= Request =
Format all the lines below as a two-column CSV with the columns text and answer, giving one row for each text and its answer, each in a single quoted field with line breaks replaced by spaces. Leave the pictures out.
##### Given data
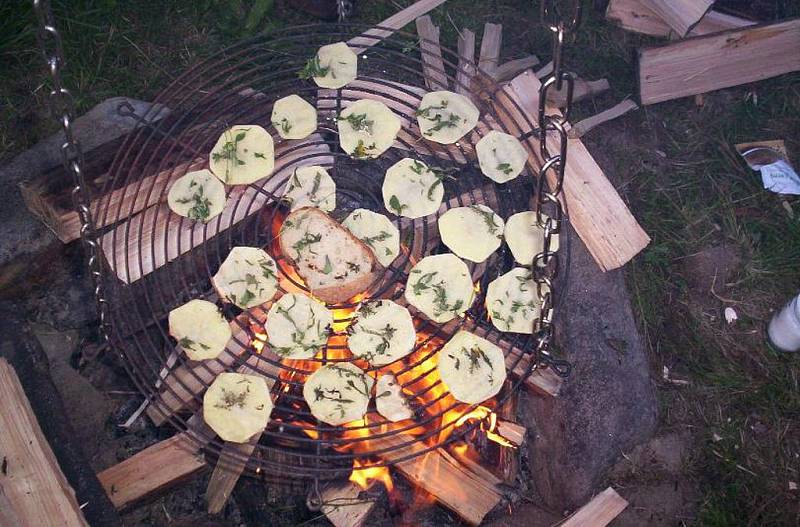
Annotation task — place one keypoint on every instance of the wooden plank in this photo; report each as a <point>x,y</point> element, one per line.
<point>633,15</point>
<point>580,128</point>
<point>431,51</point>
<point>156,236</point>
<point>598,214</point>
<point>489,57</point>
<point>512,68</point>
<point>599,512</point>
<point>33,490</point>
<point>680,15</point>
<point>395,22</point>
<point>721,60</point>
<point>343,506</point>
<point>466,61</point>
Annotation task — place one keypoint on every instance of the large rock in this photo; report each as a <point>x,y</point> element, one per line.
<point>608,404</point>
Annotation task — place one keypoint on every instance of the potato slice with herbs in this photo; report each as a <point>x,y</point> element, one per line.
<point>440,286</point>
<point>525,238</point>
<point>338,393</point>
<point>512,302</point>
<point>197,195</point>
<point>247,277</point>
<point>237,406</point>
<point>377,231</point>
<point>200,329</point>
<point>381,332</point>
<point>311,186</point>
<point>293,117</point>
<point>501,156</point>
<point>333,66</point>
<point>411,189</point>
<point>445,117</point>
<point>472,368</point>
<point>367,129</point>
<point>472,232</point>
<point>243,154</point>
<point>297,326</point>
<point>389,399</point>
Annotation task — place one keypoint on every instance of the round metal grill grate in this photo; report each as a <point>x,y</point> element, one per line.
<point>160,261</point>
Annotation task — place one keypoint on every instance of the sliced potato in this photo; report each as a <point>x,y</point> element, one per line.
<point>445,117</point>
<point>297,326</point>
<point>377,231</point>
<point>411,189</point>
<point>333,66</point>
<point>472,232</point>
<point>367,129</point>
<point>471,367</point>
<point>501,156</point>
<point>338,393</point>
<point>197,195</point>
<point>293,117</point>
<point>237,406</point>
<point>389,399</point>
<point>247,277</point>
<point>525,238</point>
<point>243,154</point>
<point>512,302</point>
<point>440,286</point>
<point>200,329</point>
<point>381,332</point>
<point>311,186</point>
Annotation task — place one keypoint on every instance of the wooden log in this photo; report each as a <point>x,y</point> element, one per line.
<point>580,128</point>
<point>466,61</point>
<point>680,15</point>
<point>489,57</point>
<point>633,15</point>
<point>596,211</point>
<point>156,236</point>
<point>720,60</point>
<point>431,51</point>
<point>395,22</point>
<point>512,68</point>
<point>599,512</point>
<point>581,90</point>
<point>33,490</point>
<point>344,506</point>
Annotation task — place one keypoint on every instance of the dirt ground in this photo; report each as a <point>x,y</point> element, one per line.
<point>727,451</point>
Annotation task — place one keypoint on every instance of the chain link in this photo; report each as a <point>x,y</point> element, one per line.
<point>549,210</point>
<point>62,105</point>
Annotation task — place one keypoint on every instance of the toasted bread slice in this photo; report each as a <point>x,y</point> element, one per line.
<point>333,262</point>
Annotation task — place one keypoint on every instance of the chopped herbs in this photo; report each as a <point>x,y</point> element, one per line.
<point>231,399</point>
<point>396,206</point>
<point>313,69</point>
<point>359,122</point>
<point>488,218</point>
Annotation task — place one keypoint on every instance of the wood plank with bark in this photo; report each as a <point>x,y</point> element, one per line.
<point>33,489</point>
<point>721,60</point>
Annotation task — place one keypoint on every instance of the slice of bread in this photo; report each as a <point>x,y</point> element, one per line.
<point>334,264</point>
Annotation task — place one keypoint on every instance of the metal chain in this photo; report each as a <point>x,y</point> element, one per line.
<point>549,210</point>
<point>62,105</point>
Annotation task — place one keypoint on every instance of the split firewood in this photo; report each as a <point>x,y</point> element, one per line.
<point>721,60</point>
<point>680,15</point>
<point>431,51</point>
<point>580,128</point>
<point>599,512</point>
<point>634,15</point>
<point>490,48</point>
<point>466,61</point>
<point>33,489</point>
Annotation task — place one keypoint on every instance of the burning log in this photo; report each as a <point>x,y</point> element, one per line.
<point>33,489</point>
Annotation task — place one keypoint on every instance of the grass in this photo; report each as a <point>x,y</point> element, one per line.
<point>674,163</point>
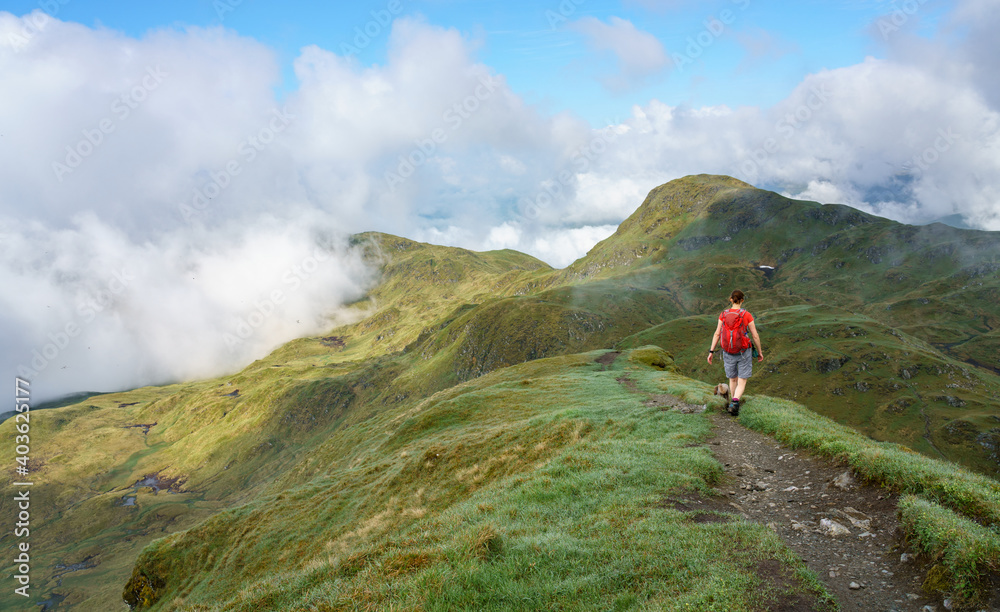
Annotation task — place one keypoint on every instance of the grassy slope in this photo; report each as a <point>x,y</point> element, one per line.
<point>539,486</point>
<point>902,315</point>
<point>441,316</point>
<point>224,449</point>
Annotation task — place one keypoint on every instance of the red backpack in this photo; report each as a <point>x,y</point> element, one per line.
<point>735,338</point>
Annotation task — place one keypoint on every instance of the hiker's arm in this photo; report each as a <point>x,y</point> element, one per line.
<point>715,340</point>
<point>756,340</point>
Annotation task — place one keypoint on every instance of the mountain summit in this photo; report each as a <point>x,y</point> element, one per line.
<point>428,443</point>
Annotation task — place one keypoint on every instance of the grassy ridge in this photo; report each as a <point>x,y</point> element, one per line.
<point>864,319</point>
<point>539,486</point>
<point>947,512</point>
<point>850,367</point>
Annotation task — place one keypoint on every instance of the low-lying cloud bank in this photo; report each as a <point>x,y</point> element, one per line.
<point>156,193</point>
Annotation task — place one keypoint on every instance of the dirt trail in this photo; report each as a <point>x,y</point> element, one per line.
<point>795,495</point>
<point>846,532</point>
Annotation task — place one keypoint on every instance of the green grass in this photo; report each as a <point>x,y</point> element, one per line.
<point>946,511</point>
<point>895,324</point>
<point>966,551</point>
<point>537,487</point>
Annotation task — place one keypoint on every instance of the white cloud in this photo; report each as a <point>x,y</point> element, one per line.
<point>639,54</point>
<point>915,136</point>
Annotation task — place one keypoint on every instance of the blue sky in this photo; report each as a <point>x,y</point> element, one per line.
<point>166,167</point>
<point>535,47</point>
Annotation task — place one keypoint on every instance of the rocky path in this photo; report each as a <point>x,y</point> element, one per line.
<point>845,532</point>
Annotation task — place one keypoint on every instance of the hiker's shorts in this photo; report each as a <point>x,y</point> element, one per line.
<point>739,365</point>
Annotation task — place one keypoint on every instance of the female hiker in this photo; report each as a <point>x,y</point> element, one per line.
<point>734,330</point>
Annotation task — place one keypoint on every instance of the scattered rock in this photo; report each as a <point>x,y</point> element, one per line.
<point>833,528</point>
<point>844,482</point>
<point>856,518</point>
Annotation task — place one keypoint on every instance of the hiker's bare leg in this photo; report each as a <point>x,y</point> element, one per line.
<point>740,386</point>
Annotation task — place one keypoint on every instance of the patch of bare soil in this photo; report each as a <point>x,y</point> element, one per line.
<point>846,532</point>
##########
= Result =
text,answer
"Annotation task — place one keypoint on every instance of the wooden plank in this photo; report each as a <point>x,y</point> element, one per line.","<point>633,15</point> <point>580,128</point> <point>431,51</point> <point>156,236</point> <point>598,214</point> <point>489,57</point> <point>512,68</point> <point>599,512</point> <point>33,490</point> <point>680,15</point> <point>395,22</point> <point>721,60</point> <point>343,506</point> <point>466,61</point>"
"Annotation task — place one keypoint on every instance of the large rock in this photo; report each as a <point>x,y</point> element, one per line.","<point>608,404</point>"
"Annotation task — place one keypoint on every instance of the potato slice with herbs in this photo; report each as a <point>x,y</point> element, one per line.","<point>440,286</point> <point>525,238</point> <point>338,393</point> <point>512,302</point> <point>197,195</point> <point>247,277</point> <point>237,406</point> <point>377,231</point> <point>200,329</point> <point>381,332</point> <point>311,186</point> <point>293,117</point> <point>501,156</point> <point>333,66</point> <point>411,189</point> <point>445,117</point> <point>472,368</point> <point>367,129</point> <point>472,232</point> <point>243,154</point> <point>297,326</point> <point>389,399</point>"
"Annotation task — place one keypoint on every instance of the round metal grill grate in this photo; report each as a <point>x,y</point> element, one per line.","<point>160,261</point>"
"Annotation task — place one keypoint on every instance of the sliced potato in this photo; report each as a <point>x,y</point> element, one per line.","<point>445,117</point> <point>297,326</point> <point>377,231</point> <point>411,189</point> <point>333,66</point> <point>472,232</point> <point>367,129</point> <point>471,367</point> <point>501,156</point> <point>338,393</point> <point>197,195</point> <point>293,117</point> <point>237,406</point> <point>389,399</point> <point>247,277</point> <point>525,238</point> <point>243,154</point> <point>512,302</point> <point>440,286</point> <point>200,329</point> <point>381,332</point> <point>311,186</point>"
"Annotation task — place one keypoint on every instance of the wooden log in this photo; report each as a <point>x,y</point> element, one per line.","<point>580,128</point> <point>466,61</point> <point>680,15</point> <point>489,57</point> <point>633,15</point> <point>596,211</point> <point>156,236</point> <point>720,60</point> <point>431,51</point> <point>395,22</point> <point>512,68</point> <point>599,512</point> <point>581,90</point> <point>33,490</point> <point>344,506</point>"
"Annotation task — place one keypoint on every instance of the dirt ground in this photo; report each as a <point>x,y</point> element, one per line.","<point>727,451</point>"
"Annotation task — place one keypoint on every instance of the chain link in this photo; report each as a <point>x,y</point> element, one per line.","<point>549,210</point> <point>62,105</point>"
"Annotation task — place one keypoint on every instance of the toasted bread slice in this photo; report each as a <point>x,y</point> element, one per line.","<point>333,262</point>"
"Annotation task — place one keypoint on every instance of the chopped herbs in this photo; report each as a <point>x,y</point> element, one per line.","<point>231,399</point> <point>396,206</point> <point>313,69</point> <point>359,122</point> <point>488,218</point>"
"Annotation task — place one keypoint on every instance of the wood plank with bark in this photo; report each as a <point>x,y</point> element, one per line.","<point>33,489</point> <point>721,60</point>"
"Annotation task — place one keypoint on every instance of the slice of bread in this photo; report each as a <point>x,y</point> element, one per line.","<point>334,264</point>"
"Annotation task — place one keypoint on every instance of the metal chain in this photo; report each as a <point>x,y</point> element, one per line.","<point>549,210</point> <point>62,105</point>"
"Annotation task — place one keypoint on every instance of the split firewood in this photo; report each as a <point>x,y</point> element, one per line.","<point>721,60</point> <point>680,15</point> <point>431,51</point> <point>580,128</point> <point>599,512</point> <point>634,15</point> <point>490,48</point> <point>466,61</point> <point>33,489</point>"
"Annotation task — place one keypoint on every instance of the burning log in this photo; report each as a <point>x,y</point> element, one per line.","<point>33,489</point>"
"Annotation task — place one keypoint on every instance of the grass in this photo; report each as a <point>x,y</point> element, one per line.","<point>674,163</point>"
"Annotation task — place one keypoint on every instance of the grassy slope in this photo; report each as a <point>x,y</point> element, one per line.","<point>539,486</point> <point>902,315</point> <point>441,316</point> <point>224,449</point>"
"Annotation task — place one keypoint on every instance of the red backpack in this photo; report each as a <point>x,y</point> element, one per line.","<point>735,338</point>"
"Annotation task — place one keypoint on every instance of the hiker's arm in this photo; report each as a <point>x,y</point> element, one per line.","<point>715,340</point> <point>756,340</point>"
"Annotation task — place one keypoint on every instance of the mountain summit in this photo; report each as a <point>x,y</point> element, one per line.","<point>428,443</point>"
"Annotation task — place one keypoint on every instance of the grassy ridge in this photo; report each as a <point>x,y</point> element, one per line.","<point>864,319</point> <point>539,486</point> <point>947,512</point> <point>850,367</point>"
"Annotation task — place one keypoint on every instance of the low-lying cloud bank in this photo; report each as a <point>x,y</point> element, one per line.","<point>156,193</point>"
"Annotation task — place one keypoint on every instance of the dirt trail in this photo; report each as a <point>x,y</point> element, one per line.","<point>795,495</point> <point>846,532</point>"
"Annotation task — place one keypoint on every instance of the green grass in this photo; report each as a <point>x,y</point> element, one per line.","<point>946,511</point> <point>895,324</point> <point>966,551</point> <point>537,487</point>"
"Annotation task — place one keypoint on every instance of the white cloud in this photo; report each as a <point>x,y</point> element, one per line.","<point>639,54</point> <point>915,136</point>"
"Annotation task — place one keypoint on every instance of the blue sky in this photo; report each as a <point>x,y</point> element, one per line.","<point>166,167</point> <point>535,47</point>"
"Annotation task — place one keypoint on every instance of the rocky path in this photo; report each as a <point>x,y</point> element, one per line.","<point>845,532</point>"
"Annotation task — place one keypoint on every instance of the hiker's shorts in this photo; report each as a <point>x,y</point> element, one per line.","<point>739,365</point>"
"Annotation task — place one keypoint on every instance of the female hiker in this photo; report each as a <point>x,y</point> element, one per line.","<point>734,330</point>"
"Annotation task — place one keypoint on every instance of the scattered rock in this photo; report each as a <point>x,y</point> element, one per line.","<point>833,528</point> <point>844,482</point> <point>856,518</point>"
"Annotation task — place one keypoint on every instance of the hiker's bare leg in this photo; report each as a <point>x,y</point> element, one per line.","<point>740,386</point>"
"Annotation task — place one keypoint on every instance of the patch of bare soil in this photo; report each as a <point>x,y</point> element, one per line.","<point>846,532</point>"